_Aim_
Pull out every line of the entries below that contains the word "figurine", copying each one in full. Match case exactly.

Records excerpted from a collection

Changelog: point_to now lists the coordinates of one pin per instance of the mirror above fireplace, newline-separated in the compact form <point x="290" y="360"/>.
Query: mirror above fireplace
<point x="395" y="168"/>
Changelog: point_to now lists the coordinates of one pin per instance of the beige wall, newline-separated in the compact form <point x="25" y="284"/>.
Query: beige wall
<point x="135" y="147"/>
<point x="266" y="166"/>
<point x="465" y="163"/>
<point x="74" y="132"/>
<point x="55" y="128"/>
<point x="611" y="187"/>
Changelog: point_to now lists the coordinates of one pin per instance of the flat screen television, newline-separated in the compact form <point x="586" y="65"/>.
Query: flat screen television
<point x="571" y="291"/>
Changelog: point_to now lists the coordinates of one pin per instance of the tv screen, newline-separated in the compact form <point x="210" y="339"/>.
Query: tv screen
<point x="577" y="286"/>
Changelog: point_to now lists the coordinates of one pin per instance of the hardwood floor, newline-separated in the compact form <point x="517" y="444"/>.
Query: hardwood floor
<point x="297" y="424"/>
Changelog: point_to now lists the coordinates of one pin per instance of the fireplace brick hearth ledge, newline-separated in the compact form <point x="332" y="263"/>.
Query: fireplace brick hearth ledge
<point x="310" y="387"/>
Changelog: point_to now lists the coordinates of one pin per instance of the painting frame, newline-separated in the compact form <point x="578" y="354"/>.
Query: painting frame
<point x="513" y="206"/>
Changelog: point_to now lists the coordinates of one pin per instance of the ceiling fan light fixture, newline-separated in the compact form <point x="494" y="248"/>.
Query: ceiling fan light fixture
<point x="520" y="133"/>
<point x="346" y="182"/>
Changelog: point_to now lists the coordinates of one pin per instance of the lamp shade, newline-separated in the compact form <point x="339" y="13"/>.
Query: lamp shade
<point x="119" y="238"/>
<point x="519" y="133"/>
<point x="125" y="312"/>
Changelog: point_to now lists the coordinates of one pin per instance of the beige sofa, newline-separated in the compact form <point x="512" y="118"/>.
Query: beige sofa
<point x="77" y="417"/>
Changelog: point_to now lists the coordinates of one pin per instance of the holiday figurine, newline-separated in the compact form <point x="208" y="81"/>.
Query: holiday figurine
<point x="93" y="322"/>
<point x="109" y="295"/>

...

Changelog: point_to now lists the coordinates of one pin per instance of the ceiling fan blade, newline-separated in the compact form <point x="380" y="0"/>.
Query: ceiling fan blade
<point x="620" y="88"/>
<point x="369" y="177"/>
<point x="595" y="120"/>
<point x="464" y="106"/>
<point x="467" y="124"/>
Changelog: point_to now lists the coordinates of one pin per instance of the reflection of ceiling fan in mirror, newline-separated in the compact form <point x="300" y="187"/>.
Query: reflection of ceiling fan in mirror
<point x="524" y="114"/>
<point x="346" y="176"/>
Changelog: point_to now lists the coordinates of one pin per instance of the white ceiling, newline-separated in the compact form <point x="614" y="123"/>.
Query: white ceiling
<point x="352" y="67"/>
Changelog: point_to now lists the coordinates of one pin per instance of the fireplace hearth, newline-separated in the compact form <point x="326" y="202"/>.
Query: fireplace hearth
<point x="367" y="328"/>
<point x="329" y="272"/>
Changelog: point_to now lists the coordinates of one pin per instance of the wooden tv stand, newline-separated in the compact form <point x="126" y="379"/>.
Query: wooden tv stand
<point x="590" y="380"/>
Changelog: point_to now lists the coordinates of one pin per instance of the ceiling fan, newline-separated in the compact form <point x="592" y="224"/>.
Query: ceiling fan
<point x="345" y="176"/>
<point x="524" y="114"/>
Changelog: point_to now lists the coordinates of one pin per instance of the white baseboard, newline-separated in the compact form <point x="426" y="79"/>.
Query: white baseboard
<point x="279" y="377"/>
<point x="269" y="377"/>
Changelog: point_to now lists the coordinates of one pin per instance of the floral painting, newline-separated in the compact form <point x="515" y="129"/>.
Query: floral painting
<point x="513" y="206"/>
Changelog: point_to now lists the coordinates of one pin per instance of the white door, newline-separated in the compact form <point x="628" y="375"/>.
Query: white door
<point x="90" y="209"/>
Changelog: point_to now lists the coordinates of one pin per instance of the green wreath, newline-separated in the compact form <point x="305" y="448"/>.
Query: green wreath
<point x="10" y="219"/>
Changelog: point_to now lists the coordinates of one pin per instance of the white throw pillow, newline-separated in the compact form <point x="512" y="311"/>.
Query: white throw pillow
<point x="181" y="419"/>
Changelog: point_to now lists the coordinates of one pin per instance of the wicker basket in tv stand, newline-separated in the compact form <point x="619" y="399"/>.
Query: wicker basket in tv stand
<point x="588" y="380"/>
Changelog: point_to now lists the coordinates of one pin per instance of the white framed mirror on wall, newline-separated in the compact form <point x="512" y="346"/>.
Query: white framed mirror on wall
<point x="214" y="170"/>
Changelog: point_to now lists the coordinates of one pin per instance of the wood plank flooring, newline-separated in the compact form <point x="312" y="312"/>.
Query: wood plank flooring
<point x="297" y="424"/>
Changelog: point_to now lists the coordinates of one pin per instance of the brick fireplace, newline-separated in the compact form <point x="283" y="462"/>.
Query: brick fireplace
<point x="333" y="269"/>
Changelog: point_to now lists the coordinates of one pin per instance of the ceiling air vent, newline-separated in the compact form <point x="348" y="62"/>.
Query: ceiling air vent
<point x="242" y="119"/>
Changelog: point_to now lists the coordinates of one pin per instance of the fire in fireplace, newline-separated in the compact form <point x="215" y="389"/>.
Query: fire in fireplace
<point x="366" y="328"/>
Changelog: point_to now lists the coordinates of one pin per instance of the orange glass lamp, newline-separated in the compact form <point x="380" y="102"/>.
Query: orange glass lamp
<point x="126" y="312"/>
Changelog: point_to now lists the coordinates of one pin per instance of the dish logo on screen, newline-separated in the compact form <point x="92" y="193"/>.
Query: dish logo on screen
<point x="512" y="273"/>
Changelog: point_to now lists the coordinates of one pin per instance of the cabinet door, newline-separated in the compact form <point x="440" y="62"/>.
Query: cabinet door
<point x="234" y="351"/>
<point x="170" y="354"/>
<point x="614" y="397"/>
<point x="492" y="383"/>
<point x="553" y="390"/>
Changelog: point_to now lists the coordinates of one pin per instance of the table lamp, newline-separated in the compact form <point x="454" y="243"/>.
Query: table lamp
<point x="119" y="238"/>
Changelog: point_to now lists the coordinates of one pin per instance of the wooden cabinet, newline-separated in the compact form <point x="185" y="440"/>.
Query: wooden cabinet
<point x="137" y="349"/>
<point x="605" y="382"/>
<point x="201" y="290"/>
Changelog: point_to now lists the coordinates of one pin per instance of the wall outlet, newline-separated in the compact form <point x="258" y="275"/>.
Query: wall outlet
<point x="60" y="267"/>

_Response to this exercise_
Changelog: point_to now lists the coordinates of one pin per instance of the holiday figurine, newline-separated in the compact form <point x="208" y="81"/>.
Query: holiday figurine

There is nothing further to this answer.